▶ **Passage provided**:
──────────
Role of polymeric materials in preventing COVID-19 infection.

The safety of personal protective equipment (PPE) is very important, and so is the choice of materials used. The ability of electrostatic charges (ESCs) generated from the friction of engineered materials to attract or repel viruses has a significant impact on their applications. This study examined the ESCs generated on the surface of PPE used by healthcare workers to enhance their potential effectiveness in protecting the wearer from viruses. This is a crucial consideration for the newly emerged severe acute respiratory syndrome corona virus 2 (SARS-CoV-2), which has a negative charge. The magnitudes and signs of generated ESCs on the surfaces of the PPE were determined experimentally using an Ultra Stable Surface DC Voltmeter. The high negative ESCs acquired by the polyethylene disposable cap and facemask are expected to repel negatively charged viruses and prevent them from adhering to the outer layer of the material. Also, the choice of polypropylene for facemasks and gowns is excellent because it is an aggressively negatively charged material in the triboelectric series. This property guarantees that facemasks and gowns can repel viruses from the wearer. However, the positive ESCs generated on latex glove surfaces are of great concern because they can attract negatively charged viruses and create a source of infection. In conclusion, it is necessary to ensure that PPE be made of materials whose surfaces develop a negative ESC to repel viruses, as well as to select polyethylene gloves.
──────────
▶ **Data shown**:

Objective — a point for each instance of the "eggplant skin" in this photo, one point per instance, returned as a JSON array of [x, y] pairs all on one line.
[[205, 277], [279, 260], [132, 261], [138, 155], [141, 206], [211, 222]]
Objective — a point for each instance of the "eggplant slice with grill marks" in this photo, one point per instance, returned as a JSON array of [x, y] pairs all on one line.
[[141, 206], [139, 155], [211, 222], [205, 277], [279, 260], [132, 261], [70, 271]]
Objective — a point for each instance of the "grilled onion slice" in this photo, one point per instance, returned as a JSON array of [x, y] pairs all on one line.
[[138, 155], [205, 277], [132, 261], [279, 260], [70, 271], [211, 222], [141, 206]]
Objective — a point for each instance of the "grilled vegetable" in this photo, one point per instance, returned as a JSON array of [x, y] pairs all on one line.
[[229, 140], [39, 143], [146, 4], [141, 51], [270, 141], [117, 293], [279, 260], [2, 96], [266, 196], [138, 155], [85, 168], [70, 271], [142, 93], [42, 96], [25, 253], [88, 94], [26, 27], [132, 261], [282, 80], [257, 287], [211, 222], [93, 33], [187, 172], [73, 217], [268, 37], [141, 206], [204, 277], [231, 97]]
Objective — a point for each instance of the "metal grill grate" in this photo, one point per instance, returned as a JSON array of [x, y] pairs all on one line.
──────────
▶ **Requirement 1**:
Answer these questions from the passage on PPE materials:
(a) What instrument was used to determine the magnitudes and signs of the ESCs?
(b) What charge does SARS-CoV-2 have?
(c) What type of gloves does the passage recommend selecting?
▶ **Requirement 2**:
Decide whether each statement agrees with the passage on PPE materials. Answer yes or no, and quote the words that decide it.
(a) Latex glove surfaces generate positive ESCs.
(b) Polypropylene is described as a weakly charged material in the triboelectric series.
(c) The polyethylene disposable cap acquired high negative ESCs.
▶ **Requirement 3**: Extend the passage on PPE materials, starting after its final sentence.
The listing is separate material and is unrelated to the passage on PPE materials.

▶ **Answer space 1**:
(a) An Ultra Stable Surface DC Voltmeter
(b) A negative charge
(c) Polyethylene gloves

▶ **Answer space 2**:
(a) Yes: "the positive ESCs generated on latex glove surfaces are of great concern"
(b) No: "it is an aggressively negatively charged material in the triboelectric series"
(c) Yes: "The high negative ESCs acquired by the polyethylene disposable cap and facemask are expected to repel negatively charged viruses"

▶ **Answer space 3**:
Introduction

Electrostatic charges (ESCs) generated from the friction of engineered materials have important implications for their applications as the use of polymeric materials increases. ESC built up on human skin and/or clothes in direct contact with the human body has the potential to attract or repel viruses, with potential implications for human health and safety. Viral particles may have a net charge, depending on the cumulative charges of their genetic material and that of the surface proteins. The genetic material (DNA or RNA) [17, 23] provides a partial negative charge, and indeed most viruses are reported to have a negative ESC [11, 12]. One study suggested that a residual net negative charge exists in the core of coronaviruses [20], while the crystal structure of the N-terminal domain (N-NTD; lumen) of the N protein of severe acute respiratory syndrome coronavirus 2 (SARS-CoV-2) exhibits localized segregation of positive and negative charges [13].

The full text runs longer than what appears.